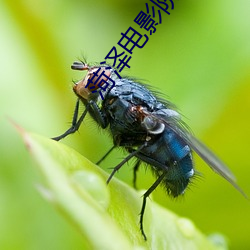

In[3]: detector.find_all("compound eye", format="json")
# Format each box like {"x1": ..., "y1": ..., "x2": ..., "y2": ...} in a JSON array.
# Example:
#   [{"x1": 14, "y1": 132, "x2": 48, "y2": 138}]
[
  {"x1": 142, "y1": 116, "x2": 165, "y2": 134},
  {"x1": 87, "y1": 67, "x2": 111, "y2": 91}
]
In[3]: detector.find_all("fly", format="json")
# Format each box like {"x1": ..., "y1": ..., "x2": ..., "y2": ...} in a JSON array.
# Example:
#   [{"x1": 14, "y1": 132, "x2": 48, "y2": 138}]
[{"x1": 53, "y1": 62, "x2": 246, "y2": 240}]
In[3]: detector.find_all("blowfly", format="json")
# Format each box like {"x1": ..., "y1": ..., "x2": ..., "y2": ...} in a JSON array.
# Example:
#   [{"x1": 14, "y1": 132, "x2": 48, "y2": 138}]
[{"x1": 53, "y1": 62, "x2": 244, "y2": 240}]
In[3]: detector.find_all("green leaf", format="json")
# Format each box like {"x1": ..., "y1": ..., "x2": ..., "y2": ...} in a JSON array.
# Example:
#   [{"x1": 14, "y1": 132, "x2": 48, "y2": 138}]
[{"x1": 19, "y1": 128, "x2": 226, "y2": 250}]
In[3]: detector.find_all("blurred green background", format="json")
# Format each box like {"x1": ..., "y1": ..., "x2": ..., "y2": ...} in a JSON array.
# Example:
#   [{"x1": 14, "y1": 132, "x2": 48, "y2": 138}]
[{"x1": 0, "y1": 0, "x2": 250, "y2": 250}]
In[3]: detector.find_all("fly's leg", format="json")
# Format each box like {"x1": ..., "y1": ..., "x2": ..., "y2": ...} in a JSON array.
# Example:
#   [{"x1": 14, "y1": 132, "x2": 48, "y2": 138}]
[
  {"x1": 88, "y1": 100, "x2": 108, "y2": 128},
  {"x1": 107, "y1": 143, "x2": 147, "y2": 184},
  {"x1": 140, "y1": 172, "x2": 167, "y2": 240},
  {"x1": 133, "y1": 160, "x2": 141, "y2": 189},
  {"x1": 52, "y1": 99, "x2": 107, "y2": 141},
  {"x1": 96, "y1": 145, "x2": 116, "y2": 165},
  {"x1": 51, "y1": 99, "x2": 88, "y2": 141}
]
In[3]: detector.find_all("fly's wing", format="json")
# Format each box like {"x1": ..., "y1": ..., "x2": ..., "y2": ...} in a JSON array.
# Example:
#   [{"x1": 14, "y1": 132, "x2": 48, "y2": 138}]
[{"x1": 149, "y1": 111, "x2": 248, "y2": 199}]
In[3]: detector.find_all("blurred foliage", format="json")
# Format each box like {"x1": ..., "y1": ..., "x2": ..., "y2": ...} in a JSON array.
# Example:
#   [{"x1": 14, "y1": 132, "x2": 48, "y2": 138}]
[
  {"x1": 17, "y1": 127, "x2": 224, "y2": 250},
  {"x1": 0, "y1": 0, "x2": 250, "y2": 249}
]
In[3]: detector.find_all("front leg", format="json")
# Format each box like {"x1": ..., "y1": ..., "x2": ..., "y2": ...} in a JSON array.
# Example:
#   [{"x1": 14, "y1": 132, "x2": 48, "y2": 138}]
[{"x1": 51, "y1": 99, "x2": 89, "y2": 141}]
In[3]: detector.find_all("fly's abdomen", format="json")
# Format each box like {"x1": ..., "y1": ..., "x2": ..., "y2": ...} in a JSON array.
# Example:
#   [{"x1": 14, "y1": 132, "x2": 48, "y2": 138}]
[{"x1": 163, "y1": 130, "x2": 194, "y2": 197}]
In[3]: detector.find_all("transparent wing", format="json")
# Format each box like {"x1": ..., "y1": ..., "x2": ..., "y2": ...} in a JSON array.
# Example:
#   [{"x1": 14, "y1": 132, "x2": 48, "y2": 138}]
[{"x1": 147, "y1": 111, "x2": 248, "y2": 199}]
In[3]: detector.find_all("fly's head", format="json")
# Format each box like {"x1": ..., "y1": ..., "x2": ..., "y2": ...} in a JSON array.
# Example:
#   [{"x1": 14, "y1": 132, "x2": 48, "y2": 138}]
[{"x1": 71, "y1": 62, "x2": 111, "y2": 101}]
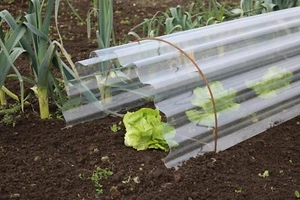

● ● ● ● ● ● ●

Please count the lines in the items above that contain the string "wing", and reply with the number alone.

2